• _TEXT EXCERPT_:

═══

She left public school in 1921 to enroll at a small private school run by suffragettes that would prepare her for the exam. Despite the abrupt closure of the school before she was able to complete its three year program, she took the entrance test a year early. She passed, and in 1924, Goeppert Mayer enrolled at Göttingen University as a Mathematics student.

While studying for her mathematics degree, Goeppert Mayer was invited to join a seminar in theoretical physics taught by Max Born, a future Nobel laureate. As a result, her interests shifted and she completed her doctorate in theoretical physics in 1930. Her examiners included three Nobel laureates: James Franck, Adolf Windaus, and Born. 

Her thesis, described later as being a “masterpiece of clarity and concreteness,” dealt with the theoretical implications of two photon absorption by atoms. While at the time there was no way to test her predictions, the development of lasers in the 1960s permitted experimental validation of her theories and paved the way for applications in spectroscopy and sophisticated microscope imaging. The unit for the two-photon absorption cross section is named the "GM" to honor her contribution to the field.

═══

• _DATASET ENTRIES_:

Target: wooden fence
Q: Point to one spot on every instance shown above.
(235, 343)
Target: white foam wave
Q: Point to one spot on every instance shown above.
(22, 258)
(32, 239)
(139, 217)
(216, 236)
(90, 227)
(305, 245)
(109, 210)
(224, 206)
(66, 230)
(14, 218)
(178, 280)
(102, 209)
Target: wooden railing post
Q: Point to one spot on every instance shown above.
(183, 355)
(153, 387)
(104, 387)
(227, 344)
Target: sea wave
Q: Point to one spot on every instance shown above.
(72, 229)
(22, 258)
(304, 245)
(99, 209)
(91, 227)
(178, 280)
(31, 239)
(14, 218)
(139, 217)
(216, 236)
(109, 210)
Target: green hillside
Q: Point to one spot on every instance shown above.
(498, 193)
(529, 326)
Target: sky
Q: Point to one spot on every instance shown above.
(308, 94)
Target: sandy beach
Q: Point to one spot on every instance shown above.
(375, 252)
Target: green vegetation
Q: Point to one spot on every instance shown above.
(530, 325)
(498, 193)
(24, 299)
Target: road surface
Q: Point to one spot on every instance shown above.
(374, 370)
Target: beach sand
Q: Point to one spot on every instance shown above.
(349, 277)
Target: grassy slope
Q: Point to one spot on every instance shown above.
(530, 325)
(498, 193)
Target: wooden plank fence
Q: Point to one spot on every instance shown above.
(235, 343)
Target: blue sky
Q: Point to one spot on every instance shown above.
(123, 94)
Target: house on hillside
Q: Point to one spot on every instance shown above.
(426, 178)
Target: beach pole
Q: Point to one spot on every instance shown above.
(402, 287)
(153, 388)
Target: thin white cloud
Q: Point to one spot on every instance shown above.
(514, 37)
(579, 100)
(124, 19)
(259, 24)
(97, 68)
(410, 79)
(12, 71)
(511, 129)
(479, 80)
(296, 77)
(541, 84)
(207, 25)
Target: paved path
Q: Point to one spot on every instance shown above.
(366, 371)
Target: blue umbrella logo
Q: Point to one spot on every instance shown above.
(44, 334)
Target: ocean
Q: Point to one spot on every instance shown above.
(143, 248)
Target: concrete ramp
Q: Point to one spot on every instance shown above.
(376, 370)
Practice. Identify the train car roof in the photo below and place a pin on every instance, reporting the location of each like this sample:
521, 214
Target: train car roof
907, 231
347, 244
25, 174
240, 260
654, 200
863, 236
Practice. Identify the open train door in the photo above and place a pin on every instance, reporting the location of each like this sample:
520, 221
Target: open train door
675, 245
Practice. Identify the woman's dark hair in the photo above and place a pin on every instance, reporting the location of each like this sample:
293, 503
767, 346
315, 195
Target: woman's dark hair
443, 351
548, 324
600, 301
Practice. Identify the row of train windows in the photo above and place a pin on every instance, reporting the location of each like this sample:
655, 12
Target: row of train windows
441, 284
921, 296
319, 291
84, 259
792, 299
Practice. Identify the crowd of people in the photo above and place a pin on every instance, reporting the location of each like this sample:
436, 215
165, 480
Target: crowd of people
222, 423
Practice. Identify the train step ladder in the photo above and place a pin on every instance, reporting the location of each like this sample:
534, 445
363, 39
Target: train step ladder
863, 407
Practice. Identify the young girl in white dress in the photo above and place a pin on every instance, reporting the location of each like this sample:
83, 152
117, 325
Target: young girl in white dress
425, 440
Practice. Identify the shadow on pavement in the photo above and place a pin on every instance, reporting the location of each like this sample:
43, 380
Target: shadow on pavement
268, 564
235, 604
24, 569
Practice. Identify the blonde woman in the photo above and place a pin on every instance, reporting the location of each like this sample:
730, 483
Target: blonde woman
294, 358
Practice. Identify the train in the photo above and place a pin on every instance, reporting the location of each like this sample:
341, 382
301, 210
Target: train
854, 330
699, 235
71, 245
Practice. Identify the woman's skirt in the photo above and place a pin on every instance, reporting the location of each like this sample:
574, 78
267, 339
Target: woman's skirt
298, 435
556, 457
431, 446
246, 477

═══

• _TO BE DONE_:
1 – In the Goeppert Mayer passage, what name does the unit for the two-photon absorption cross section carry?
2 – Pull out each line of the records that contains the string "place".
The records bear no relation to the Goeppert Mayer passage.

• _TASK-BY-TASK OUTPUTS_:
1 – It is named the "GM."

2 –
Practice. Identify the train car roof in the photo below and place a pin on every instance, reporting the location of each like this sample:
Practice. Identify the open train door in the photo above and place a pin on every instance, reporting the location of each like this sample:
Practice. Identify the woman's dark hair in the photo above and place a pin on every instance, reporting the location of each like this sample:
Practice. Identify the row of train windows in the photo above and place a pin on every instance, reporting the location of each like this sample:
Practice. Identify the crowd of people in the photo above and place a pin on every instance, reporting the location of each like this sample:
Practice. Identify the train step ladder in the photo above and place a pin on every instance, reporting the location of each like this sample:
Practice. Identify the young girl in white dress in the photo above and place a pin on every instance, reporting the location of each like this sample:
Practice. Identify the shadow on pavement in the photo above and place a pin on every instance, reporting the location of each like this sample:
Practice. Identify the blonde woman in the photo above and place a pin on every instance, reporting the location of each like this sample:
Practice. Identify the train in the photo above and place a pin on every instance, reporting the location of each like this sample:
Practice. Identify the woman's skirt in the photo above and place a pin on every instance, reporting the location of each like this sample:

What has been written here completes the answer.